* **WHAT IS NEEDED**: Pick out and copy each line of the data below that contains the string "wire".

[Collection entries]
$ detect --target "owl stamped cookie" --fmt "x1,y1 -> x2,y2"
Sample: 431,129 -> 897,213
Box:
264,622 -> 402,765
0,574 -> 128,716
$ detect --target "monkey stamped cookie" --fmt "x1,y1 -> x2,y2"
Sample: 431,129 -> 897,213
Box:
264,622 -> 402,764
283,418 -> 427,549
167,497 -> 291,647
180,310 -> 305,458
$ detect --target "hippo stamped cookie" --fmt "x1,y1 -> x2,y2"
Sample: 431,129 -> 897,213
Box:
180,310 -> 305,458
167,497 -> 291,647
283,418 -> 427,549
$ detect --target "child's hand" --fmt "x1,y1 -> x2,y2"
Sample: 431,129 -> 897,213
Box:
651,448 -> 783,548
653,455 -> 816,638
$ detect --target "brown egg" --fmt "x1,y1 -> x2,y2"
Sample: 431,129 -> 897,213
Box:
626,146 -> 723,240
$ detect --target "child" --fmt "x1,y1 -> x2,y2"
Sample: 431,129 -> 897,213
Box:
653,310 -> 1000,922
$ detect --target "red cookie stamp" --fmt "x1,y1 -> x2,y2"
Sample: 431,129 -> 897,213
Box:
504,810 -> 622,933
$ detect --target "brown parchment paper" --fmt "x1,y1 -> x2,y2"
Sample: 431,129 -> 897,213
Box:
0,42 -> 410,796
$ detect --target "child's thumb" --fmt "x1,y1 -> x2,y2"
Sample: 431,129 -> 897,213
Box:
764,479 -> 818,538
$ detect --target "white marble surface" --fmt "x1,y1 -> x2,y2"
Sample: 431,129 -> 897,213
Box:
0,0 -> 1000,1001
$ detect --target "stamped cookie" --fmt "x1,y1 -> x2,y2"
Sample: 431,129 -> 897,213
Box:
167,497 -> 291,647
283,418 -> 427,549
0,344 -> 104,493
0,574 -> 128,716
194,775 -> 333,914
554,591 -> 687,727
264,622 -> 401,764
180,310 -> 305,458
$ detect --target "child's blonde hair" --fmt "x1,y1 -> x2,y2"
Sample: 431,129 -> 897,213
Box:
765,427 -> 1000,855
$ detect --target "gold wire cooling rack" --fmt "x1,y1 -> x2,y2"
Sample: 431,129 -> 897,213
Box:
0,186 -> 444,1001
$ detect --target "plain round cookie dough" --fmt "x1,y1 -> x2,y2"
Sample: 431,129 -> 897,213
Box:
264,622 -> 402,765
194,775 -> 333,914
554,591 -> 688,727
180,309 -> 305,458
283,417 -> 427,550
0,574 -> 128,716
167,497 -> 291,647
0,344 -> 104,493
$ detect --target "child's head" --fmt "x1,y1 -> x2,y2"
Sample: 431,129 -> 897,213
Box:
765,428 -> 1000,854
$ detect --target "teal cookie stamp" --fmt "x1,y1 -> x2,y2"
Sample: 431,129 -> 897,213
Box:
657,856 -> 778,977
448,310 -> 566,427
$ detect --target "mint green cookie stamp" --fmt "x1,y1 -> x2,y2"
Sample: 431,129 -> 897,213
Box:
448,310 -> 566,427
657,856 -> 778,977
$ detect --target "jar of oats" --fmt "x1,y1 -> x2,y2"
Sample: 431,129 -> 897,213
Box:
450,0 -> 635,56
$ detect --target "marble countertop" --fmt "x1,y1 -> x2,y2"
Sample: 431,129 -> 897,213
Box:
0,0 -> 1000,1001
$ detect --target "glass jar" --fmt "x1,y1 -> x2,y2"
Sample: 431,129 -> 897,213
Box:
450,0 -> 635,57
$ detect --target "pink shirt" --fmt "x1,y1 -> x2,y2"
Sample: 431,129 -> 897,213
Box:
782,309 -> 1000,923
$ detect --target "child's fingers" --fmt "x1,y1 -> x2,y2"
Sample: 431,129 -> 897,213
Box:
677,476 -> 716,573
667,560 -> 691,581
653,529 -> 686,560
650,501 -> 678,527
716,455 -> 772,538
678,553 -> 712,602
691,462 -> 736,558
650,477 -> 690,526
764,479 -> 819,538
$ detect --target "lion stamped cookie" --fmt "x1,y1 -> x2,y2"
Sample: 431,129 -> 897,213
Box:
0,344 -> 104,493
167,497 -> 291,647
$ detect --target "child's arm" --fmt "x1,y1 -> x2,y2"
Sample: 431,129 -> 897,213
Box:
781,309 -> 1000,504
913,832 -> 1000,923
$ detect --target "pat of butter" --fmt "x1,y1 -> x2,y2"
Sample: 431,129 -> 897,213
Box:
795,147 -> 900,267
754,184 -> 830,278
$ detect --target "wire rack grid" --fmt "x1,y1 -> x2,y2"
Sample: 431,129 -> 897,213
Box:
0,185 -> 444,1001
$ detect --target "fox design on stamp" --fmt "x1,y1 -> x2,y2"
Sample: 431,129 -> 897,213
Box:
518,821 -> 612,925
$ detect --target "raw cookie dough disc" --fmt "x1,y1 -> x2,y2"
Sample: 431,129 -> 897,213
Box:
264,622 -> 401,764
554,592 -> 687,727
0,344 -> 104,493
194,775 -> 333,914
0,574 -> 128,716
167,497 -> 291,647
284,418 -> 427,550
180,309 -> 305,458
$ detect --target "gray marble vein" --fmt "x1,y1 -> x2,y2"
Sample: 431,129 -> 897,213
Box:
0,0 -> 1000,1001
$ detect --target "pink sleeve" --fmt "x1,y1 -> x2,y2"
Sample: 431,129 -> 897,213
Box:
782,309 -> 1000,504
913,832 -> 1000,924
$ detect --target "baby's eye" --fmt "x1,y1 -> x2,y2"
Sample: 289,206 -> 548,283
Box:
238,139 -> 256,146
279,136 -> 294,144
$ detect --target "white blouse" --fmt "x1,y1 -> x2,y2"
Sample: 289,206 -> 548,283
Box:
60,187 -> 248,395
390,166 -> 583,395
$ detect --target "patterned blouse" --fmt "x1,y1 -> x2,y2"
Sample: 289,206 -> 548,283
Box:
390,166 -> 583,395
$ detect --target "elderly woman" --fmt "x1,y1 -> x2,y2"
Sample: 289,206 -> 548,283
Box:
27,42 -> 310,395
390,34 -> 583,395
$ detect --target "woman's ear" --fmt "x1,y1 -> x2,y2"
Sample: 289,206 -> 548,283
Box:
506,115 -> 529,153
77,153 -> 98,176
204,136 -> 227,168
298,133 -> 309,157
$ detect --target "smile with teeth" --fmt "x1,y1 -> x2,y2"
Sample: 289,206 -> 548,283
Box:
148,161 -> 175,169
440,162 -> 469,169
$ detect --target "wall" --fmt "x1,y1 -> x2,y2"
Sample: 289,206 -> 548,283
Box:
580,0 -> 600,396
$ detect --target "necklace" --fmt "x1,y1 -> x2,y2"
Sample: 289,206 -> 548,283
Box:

* **EXPECTED ANSWER**:
$ detect --target "gold wire cooling rack" --fmt "x1,y1 -> x2,y2"
$ detect --target "wire rack grid" --fmt "x1,y1 -> x2,y2"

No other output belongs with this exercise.